*** Reading passage Section Begins ***

Mountain in British Columbia, Canada

Wrong Peak is a 2869 m summit in British Columbia, Canada.

==Description==
Wrong Peak is located in the Battle Range of the Selkirk Mountains. The remote peak is set approximately 8 km southwest of Nautilus Mountain and the nearest higher neighbor is Scylla Mountain, 2.9 km to the west-northwest. Precipitation runoff from the mountain drains north to Houston Creek and south to Westfall River, which are both tributaries of the Duncan River. Wrong Peak is more notable for its steep rise above local terrain than for its absolute elevation. Topographic relief is significant as the summit rises 1,400 meters (4,593 ft) above the Westfall River in 5 km.

==History==
The first ascent of the summit was made in 1959 by Samuel Silverstein and party.

The peak was named in 1962 in association with the Wrong Glacier. The glacier is so named because a food cache was mistakenly air dropped here instead of the intended destination, Houston Glacier, which is five kilometers further northwest. The mountain's toponym was officially adopted on September 14, 1967, by the Geographical Names Board of Canada.

==Climate==
Based on the Köppen climate classification, Wrong Peak is located in a subarctic climate zone with cold, snowy winters, and mild summers. Winter temperatures can drop below −20 °C with wind chill factors below −30 °C. This climate supports the Wrong Glacier on the north slope of the peak and a small unnamed glacier on the east slope.

==Gallery==

Battle Range, from summit of Typee Mountain. Wrong Peak is left of center.

*** Reading passage Section Ends ***

Your instructions: From the passage on Wrong Peak, copy word for word the section starting at "Wrong Peak is a" and ending at "River in 5 km.".

*** Supplied material Section Begins ***

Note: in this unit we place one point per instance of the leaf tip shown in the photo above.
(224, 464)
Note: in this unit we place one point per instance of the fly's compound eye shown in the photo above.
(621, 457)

*** Supplied material Section Ends ***

Exercise answer:
Wrong Peak is a 2869 m summit in British Columbia, Canada.

==Description==
Wrong Peak is located in the Battle Range of the Selkirk Mountains. The remote peak is set approximately 8 km southwest of Nautilus Mountain and the nearest higher neighbor is Scylla Mountain, 2.9 km to the west-northwest. Precipitation runoff from the mountain drains north to Houston Creek and south to Westfall River, which are both tributaries of the Duncan River. Wrong Peak is more notable for its steep rise above local terrain than for its absolute elevation. Topographic relief is significant as the summit rises 1,400 meters (4,593 ft) above the Westfall River in 5 km.